# Görev:
Aşağıdaki YouTube yasağıyla ilgili metne göre, biraz bilgisayardan anlayanların bu yasağı aşması için ne yeterlidir?

# Alıntılanan metin:
+===+
Ben devlet büyüğü olarak senin için neyin iyi, neyin kötü olduğuna karar veririm. Senin için kötü olan şeyleri yasaklarım, sen rahat ol!
Daha önce de yaptım, bilirsin.
Geçen sene aynı sebepten dolayı Youtube’a, üç beş site için onbinlerce Türkçe blog sunan wordpress’e ve terbiyesiz şeyler yazan Ekşi Sözlük’e sansür getirdim ki sen kötülüklere maruz kalma.
Tanrım, nasıl bir yönetim anlayışı bu? Her geçen gün uzaklaşacağımıza yaklaşıyoruz İran, Kuzey Kore, Suudi Arabistan veya Çin gibi ülkelere. [Bu ülkelerdeki devlet büyükleri de çok iyi bilirler ya doğruyu, yanlışı!]
Şimdi yine Youtube‘a erişim yasaklandı.
Atatürk’e iğrenç hakaretler içeren video’lar var Youtube’da, doğru. Amaç sadece o video’ları kaldırtmak olmalı. Yapamadınız, gücünüz yetiyorsa siteyi tümden kaldırtın. Bunun için uluslararası yasal merciler var başvurabileceğiniz. Ancak bunlar çok zor işler.
Kolayı var, ben kendi vatandaşlarıma yasaklarım.
Böylece o rezil video’lar sitede kalır, tüm dünya izlemeye devam eder. Ama Türkiye’de yaşayanlar izleyemez! Giremediği için siteye tepkisini bildiremez. Diğer milyonlarca işe yarar görüntülere de ulaşamaz.
Az buçuk bilgisayardan anlayanlar için ise basit bir dns değişikliği yeterlidir bu yasağı delmeye. Bakınız: Vatan gazetesindeki “Yasaklanan Youtube’a Erişmek 2 Dakikalık İş.”
Kısaca, devekuşunun bile “hadi canım” diyeceği bir durumdur bu.
+===+
# Gösterilen veriler:
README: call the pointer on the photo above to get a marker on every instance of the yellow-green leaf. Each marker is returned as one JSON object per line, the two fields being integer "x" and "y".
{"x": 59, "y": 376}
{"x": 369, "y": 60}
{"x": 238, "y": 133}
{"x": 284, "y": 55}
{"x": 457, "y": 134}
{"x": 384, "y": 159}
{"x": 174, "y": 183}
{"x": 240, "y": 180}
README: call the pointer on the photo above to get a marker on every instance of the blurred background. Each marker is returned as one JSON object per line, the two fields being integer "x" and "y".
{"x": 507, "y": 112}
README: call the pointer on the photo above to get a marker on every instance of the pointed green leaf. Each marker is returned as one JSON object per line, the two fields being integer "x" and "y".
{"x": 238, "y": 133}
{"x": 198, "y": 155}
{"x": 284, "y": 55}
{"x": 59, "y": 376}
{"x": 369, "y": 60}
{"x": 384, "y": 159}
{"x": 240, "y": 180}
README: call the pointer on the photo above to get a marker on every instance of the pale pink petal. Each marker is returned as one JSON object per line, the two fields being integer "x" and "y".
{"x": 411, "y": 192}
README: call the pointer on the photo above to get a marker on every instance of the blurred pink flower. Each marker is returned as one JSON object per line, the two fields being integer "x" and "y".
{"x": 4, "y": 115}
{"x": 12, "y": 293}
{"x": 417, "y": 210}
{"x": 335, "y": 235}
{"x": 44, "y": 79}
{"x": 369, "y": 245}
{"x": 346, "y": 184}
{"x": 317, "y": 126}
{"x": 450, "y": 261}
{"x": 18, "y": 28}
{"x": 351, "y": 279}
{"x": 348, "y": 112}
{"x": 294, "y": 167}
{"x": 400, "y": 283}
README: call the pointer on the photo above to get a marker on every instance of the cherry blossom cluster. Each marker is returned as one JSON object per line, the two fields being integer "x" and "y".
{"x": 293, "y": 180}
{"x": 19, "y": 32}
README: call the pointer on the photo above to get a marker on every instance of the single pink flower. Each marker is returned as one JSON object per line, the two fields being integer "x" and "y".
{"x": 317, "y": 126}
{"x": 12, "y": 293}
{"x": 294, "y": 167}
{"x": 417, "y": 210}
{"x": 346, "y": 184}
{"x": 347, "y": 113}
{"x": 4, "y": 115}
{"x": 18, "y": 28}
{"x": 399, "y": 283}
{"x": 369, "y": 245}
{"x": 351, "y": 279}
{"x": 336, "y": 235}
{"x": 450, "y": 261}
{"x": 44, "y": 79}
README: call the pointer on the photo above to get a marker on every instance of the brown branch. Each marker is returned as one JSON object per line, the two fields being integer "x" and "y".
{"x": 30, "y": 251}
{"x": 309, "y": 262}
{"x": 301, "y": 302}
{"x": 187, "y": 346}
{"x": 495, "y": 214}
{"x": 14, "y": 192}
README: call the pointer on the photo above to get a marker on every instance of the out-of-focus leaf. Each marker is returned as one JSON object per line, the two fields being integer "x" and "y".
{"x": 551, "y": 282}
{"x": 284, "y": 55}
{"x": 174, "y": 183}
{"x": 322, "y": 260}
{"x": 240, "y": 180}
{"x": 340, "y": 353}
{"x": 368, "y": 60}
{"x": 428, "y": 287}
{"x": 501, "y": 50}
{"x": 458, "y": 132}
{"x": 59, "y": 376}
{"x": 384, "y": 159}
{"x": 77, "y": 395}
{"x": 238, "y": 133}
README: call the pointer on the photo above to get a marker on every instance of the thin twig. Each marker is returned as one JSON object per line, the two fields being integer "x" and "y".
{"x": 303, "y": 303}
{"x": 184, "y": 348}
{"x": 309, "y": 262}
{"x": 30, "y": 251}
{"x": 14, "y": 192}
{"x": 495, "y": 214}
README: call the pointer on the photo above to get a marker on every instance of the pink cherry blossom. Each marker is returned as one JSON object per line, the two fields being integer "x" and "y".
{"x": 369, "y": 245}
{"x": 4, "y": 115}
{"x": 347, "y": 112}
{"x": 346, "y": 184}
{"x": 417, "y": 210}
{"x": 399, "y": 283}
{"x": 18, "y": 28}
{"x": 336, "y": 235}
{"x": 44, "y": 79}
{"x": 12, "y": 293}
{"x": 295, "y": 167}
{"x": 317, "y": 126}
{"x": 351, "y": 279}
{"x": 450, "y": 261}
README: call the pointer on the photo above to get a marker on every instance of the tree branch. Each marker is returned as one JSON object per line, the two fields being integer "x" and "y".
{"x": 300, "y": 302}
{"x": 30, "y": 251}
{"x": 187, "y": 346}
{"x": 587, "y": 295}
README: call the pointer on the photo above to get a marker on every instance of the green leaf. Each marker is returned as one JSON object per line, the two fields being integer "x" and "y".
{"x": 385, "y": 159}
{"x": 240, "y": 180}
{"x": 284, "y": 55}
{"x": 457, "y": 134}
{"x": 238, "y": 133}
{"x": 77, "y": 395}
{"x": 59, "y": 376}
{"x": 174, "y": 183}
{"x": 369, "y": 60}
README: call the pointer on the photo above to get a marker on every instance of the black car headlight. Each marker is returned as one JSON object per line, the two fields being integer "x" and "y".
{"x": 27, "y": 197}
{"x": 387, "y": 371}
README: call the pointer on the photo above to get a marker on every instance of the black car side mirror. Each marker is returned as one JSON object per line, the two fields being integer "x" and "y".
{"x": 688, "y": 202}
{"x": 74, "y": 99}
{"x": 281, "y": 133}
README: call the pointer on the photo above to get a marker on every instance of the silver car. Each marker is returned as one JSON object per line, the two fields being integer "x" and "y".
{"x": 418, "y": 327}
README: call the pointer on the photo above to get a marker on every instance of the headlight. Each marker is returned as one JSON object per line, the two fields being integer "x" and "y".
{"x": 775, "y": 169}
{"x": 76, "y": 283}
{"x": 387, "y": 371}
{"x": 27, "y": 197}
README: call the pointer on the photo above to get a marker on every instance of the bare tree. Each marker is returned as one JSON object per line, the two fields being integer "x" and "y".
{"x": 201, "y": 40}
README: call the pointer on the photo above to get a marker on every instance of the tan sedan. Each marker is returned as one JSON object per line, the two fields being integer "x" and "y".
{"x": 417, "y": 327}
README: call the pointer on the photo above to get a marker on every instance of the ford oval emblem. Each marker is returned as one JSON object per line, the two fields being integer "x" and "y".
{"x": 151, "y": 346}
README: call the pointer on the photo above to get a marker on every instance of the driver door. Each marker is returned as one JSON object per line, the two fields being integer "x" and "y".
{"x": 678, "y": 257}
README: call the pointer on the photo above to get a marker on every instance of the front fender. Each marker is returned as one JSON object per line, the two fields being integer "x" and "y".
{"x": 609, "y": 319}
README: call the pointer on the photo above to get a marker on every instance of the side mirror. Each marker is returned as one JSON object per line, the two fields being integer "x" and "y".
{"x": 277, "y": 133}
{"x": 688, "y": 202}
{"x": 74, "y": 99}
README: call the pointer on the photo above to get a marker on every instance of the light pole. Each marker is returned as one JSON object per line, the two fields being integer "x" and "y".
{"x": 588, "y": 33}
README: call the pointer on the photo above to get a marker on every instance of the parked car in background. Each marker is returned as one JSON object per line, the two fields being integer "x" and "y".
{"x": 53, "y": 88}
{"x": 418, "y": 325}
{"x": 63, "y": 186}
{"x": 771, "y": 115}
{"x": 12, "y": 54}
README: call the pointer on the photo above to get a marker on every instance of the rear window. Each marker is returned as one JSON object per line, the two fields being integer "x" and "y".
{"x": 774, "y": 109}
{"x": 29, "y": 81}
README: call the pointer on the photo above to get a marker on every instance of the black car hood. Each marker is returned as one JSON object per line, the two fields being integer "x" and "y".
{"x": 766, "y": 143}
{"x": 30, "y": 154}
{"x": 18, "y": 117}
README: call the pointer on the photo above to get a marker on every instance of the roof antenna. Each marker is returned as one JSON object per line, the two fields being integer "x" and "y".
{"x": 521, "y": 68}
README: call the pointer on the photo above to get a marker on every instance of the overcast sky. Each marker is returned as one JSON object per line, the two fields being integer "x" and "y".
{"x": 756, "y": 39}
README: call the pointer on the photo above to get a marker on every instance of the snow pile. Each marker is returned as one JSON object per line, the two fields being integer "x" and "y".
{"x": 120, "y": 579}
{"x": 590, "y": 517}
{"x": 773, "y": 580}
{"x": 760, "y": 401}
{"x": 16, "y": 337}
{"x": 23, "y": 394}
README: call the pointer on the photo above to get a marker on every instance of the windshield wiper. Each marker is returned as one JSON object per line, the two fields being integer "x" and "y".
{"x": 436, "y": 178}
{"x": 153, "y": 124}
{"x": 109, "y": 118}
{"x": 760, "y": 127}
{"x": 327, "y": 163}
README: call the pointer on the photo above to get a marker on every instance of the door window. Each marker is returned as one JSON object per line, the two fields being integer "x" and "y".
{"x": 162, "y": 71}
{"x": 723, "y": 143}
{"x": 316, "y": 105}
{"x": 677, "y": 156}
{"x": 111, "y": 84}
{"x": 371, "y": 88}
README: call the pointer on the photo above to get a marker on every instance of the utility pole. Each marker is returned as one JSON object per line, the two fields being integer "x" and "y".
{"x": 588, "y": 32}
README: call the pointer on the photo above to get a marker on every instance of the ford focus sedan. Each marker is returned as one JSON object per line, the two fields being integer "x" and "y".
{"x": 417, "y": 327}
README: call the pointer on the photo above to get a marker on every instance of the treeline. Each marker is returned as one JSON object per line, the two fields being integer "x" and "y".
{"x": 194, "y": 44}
+===+
# Sorunun yanıtı:
Basit bir dns değişikliği yeterlidir.